- [Trecho da fonte]
____

Desde o início, era garantida a "química positiva" na Mãe de Todas as Reuniões. O formato - só os quatro protagonistas, Vladimir Putin, Donald Trump, secretário de Estado Rex Tillerson, ministro de Relações Exteriores Sergey Lavrov e dois intérpretes - impedia qualquer vazamento. O encontro, previsto originalmente para 35 minutos, durou 2 horas e 16 minutos, e nem a aparição repentina da Primeira Dama Melania Trump - estavam atrasados para o evento Pompa & Circunstância da Elbphilharmonie - conseguiu interromper o fluxo.
Tinham de conseguir. Precisavam de manchetes. E conseguiram. Inclusive um possível primeiro passo de cooperação real: um cessar-fogo no sudoeste da Síria. Mas a maior verdadeira manchete é que a diplomacia vence a demonização.
Mesmo assim, do ponto de vista tóxico da Av. Beltway predominantemente russofóbica, aquela distopia travestida como reunião de cúpula - o G-20 real - não passou de pano de fundo: a única coisa que importava naquele G-2 era confirmar uma narrativa-obsessão: os russos, sim, interferiram nas eleições nos EUA.

____

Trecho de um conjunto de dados

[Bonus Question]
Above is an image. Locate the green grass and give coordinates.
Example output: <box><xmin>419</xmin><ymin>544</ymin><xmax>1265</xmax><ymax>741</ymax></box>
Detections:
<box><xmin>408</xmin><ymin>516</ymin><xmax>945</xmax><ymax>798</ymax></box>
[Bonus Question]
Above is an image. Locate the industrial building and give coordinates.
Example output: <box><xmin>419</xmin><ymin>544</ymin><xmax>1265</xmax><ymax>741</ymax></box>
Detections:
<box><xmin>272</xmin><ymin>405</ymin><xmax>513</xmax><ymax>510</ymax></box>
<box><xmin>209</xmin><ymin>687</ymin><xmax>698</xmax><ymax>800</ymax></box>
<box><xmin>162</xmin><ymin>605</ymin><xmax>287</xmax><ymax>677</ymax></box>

____

- [O que fazer]
• A. Extraia do trecho a passagem que vai de "Tinham de conseguir." a "eleições nos EUA.".
• B. Segundo o trecho, quanto tempo durou o encontro?
Baseie-se somente no trecho.

- [Respostas]
• A.
Tinham de conseguir. Precisavam de manchetes. E conseguiram. Inclusive um possível primeiro passo de cooperação real: um cessar-fogo no sudoeste da Síria. Mas a maior verdadeira manchete é que a diplomacia vence a demonização.
Mesmo assim, do ponto de vista tóxico da Av. Beltway predominantemente russofóbica, aquela distopia travestida como reunião de cúpula - o G-20 real - não passou de pano de fundo: a única coisa que importava naquele G-2 era confirmar uma narrativa-obsessão: os russos, sim, interferiram nas eleições nos EUA.

• B. O encontro durou 2 horas e 16 minutos.